- TASK OBJECTIVE -
Reproduce the listing below word for word, starting at the line that contains "like point(404, 228)." and continuing through the final line of the listing.

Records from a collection
########

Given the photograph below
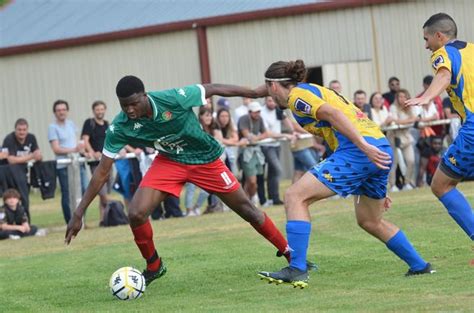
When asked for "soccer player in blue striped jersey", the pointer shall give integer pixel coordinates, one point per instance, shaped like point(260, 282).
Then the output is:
point(453, 64)
point(359, 166)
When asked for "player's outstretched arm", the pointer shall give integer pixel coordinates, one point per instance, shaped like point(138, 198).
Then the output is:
point(440, 82)
point(234, 91)
point(98, 179)
point(343, 125)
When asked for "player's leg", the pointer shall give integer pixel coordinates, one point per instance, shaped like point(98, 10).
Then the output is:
point(298, 197)
point(215, 177)
point(444, 187)
point(369, 215)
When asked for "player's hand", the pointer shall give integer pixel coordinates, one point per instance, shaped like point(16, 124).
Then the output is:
point(381, 159)
point(417, 101)
point(73, 227)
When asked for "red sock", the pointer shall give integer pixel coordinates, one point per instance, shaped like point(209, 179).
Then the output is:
point(272, 234)
point(144, 239)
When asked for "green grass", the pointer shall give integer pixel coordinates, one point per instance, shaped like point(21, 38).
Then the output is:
point(212, 263)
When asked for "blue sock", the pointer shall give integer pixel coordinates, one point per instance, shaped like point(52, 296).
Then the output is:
point(298, 233)
point(400, 245)
point(460, 210)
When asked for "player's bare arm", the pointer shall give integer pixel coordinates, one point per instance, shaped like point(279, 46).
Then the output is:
point(342, 124)
point(440, 82)
point(234, 91)
point(98, 179)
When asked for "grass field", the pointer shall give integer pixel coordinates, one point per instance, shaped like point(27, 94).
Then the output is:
point(212, 263)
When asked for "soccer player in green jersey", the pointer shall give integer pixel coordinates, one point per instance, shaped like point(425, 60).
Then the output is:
point(164, 120)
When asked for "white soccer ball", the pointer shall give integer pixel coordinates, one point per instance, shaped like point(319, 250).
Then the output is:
point(127, 283)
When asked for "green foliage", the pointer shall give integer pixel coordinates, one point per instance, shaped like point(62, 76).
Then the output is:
point(212, 263)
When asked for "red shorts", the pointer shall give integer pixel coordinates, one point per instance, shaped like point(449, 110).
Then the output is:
point(170, 176)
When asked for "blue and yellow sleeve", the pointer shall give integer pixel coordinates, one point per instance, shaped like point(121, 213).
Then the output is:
point(440, 59)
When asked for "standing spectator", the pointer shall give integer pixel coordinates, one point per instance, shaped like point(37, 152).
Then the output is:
point(379, 113)
point(335, 85)
point(402, 141)
point(393, 86)
point(360, 100)
point(93, 134)
point(62, 138)
point(242, 109)
point(437, 103)
point(273, 119)
point(252, 127)
point(230, 138)
point(22, 148)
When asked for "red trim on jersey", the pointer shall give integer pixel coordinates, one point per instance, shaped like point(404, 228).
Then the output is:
point(170, 176)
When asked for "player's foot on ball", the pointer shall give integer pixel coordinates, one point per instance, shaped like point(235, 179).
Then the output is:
point(311, 266)
point(152, 275)
point(287, 275)
point(427, 270)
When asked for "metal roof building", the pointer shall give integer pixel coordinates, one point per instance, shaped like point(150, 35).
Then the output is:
point(77, 50)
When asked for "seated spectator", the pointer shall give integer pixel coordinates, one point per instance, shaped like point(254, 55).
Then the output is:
point(379, 113)
point(402, 141)
point(13, 219)
point(360, 100)
point(252, 128)
point(22, 148)
point(429, 160)
point(335, 85)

########

- EXERCISE RESULT -
When asked for "red trim on jersey", the pointer shall give integer pixel coordinates, one point per instance, shaped like point(404, 228).
Then the output is:
point(170, 176)
When asked for "player's foot on ball", the pointer shall give integer pixel coordinates, one point per instance, shaped like point(235, 179).
Then the output is:
point(311, 266)
point(152, 275)
point(287, 275)
point(427, 270)
When asked for "metal roof building", the pointer shall give integer pixel coordinates, one point per instance, shaped like point(150, 35).
Then the output is:
point(77, 50)
When asked for "seated spectator", the pointer shall give integer pixel coordinates, one point per instance, shaped like point(254, 55).
Then the output is:
point(379, 113)
point(402, 141)
point(13, 219)
point(360, 100)
point(252, 128)
point(22, 148)
point(429, 160)
point(335, 85)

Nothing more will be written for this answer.